Text provided
Compared to some European capitals it can seem that nightlife in Ljubljana ends rather early, especially along the river, but there are still bars that stay open late and clubs were you can dance until dawn, and perhaps the best place to stumble across something interesting is the legendary Metelkova. Be aware it's a grungy kind of place and not for all tastes, but also that there's considerable variety to found within the various clubs there, from death metal to electropop, gay cabaret to art noise. You can read "the rules" of the place here.

Channel Zero – Thursday it’s Everything GOES, from 23:00 to 06:00, with party music from DJs Rope, Jerry, Sunneh, Fogy, and Stojc. Friday it’s the turn of Elektroliza: SYNC 24 (Cultivated Electronics), with dance music from Sync 24, Le Chocolat Noir, Ocular, And Nulla, and RGB on video. Saturday the third all-nighter of the week will be shaking the room with an event called Frag::ments w. HYDRO (Commercial Suicide / UK), where the music will be drum’n’bass, techstep, and neurofunk, which Wikipedia claims “emerged between 1997 and 1998 in London, England as a progression of techstep”.

Extracted data
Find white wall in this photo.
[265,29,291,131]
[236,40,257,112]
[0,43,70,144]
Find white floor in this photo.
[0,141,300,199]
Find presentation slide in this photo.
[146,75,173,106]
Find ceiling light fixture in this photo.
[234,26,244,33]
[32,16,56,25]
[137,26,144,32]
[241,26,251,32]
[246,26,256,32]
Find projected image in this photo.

---

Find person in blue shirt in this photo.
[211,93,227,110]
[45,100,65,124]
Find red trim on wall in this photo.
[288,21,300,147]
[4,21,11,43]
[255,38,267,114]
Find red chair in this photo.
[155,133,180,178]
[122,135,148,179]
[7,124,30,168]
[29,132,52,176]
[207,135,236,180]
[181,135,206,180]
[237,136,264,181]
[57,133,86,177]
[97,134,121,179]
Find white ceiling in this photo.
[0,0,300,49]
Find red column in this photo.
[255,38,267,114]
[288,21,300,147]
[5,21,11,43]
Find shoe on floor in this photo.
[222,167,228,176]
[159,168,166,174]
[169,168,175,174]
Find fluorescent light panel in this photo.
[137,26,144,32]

==

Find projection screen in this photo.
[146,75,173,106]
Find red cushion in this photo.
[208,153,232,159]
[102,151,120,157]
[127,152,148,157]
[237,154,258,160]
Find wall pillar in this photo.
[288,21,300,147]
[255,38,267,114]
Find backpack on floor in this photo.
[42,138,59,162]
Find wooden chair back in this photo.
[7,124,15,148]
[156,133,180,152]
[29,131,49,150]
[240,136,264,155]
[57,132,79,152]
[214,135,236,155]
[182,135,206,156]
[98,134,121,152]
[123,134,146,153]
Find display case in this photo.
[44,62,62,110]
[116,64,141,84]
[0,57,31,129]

Study questions
1) Write down the passage of the Ljubljana nightlife text from "Compared to some" to "the place here.", word for word.
2) Resume the piece on Ljubljana nightlife and carry it on past its last sentence.
The material has no connection to the text about nightlife in Ljubljana.

Task-by-task answers
1)
Compared to some European capitals it can seem that nightlife in Ljubljana ends rather early, especially along the river, but there are still bars that stay open late and clubs were you can dance until dawn, and perhaps the best place to stumble across something interesting is the legendary Metelkova. Be aware it's a grungy kind of place and not for all tastes, but also that there's considerable variety to found within the various clubs there, from death metal to electropop, gay cabaret to art noise. You can read "the rules" of the place here.

2)
Gala Hala – There seems to be no Dub Lab this week, but on Thursday there’s SOUL REBEL VII ★ Inna Soundsystem Style with a playlist that’ll include roots, dub, rocksteady, reggae, ska, drum’n’bass, jungle, hiphop, dubstep, and more. Friday thing move up in tempo with Wave Riders! This will bring the sounds of electroclash/leftfield and house/techno to clubbers, with the mixes coming from Torulsson and Kobayashii.

Klub Cirkus – Three all-nighters at the end of the week, starting on Thursday with Ice Cold pres. Zonderling (Tomorrowland, Spinnin, Hexagon). Friday it’s an RnB Explosion with fresh anthems and classics cuts with DJ Dej and DJ Martee. Things come to a head on Saturday with Tutti Frutti - Slovenska edicija, playing Slovenian dance hits from the hands of Matthew Z and Matteo Kunst.

Klub K4 – Thursday night it’s Just Us x Spaced, headlined by  Joe Delon. Two events on Friday – 18:00 to 21:00 there’s an Ableton Live workshop, then an all-nighter from 23:00 on called Gibanica, with the electronic music provided by Deconstructor Live (Destruktura), Urban Jeram (REMM), Herman K (Machine City), Thomas L (Sw:idr) and Izza. Saturday the fun continues with a night of electronic dance and hip hop called KROM w/ Traples, Tikach, and YNG Firefly.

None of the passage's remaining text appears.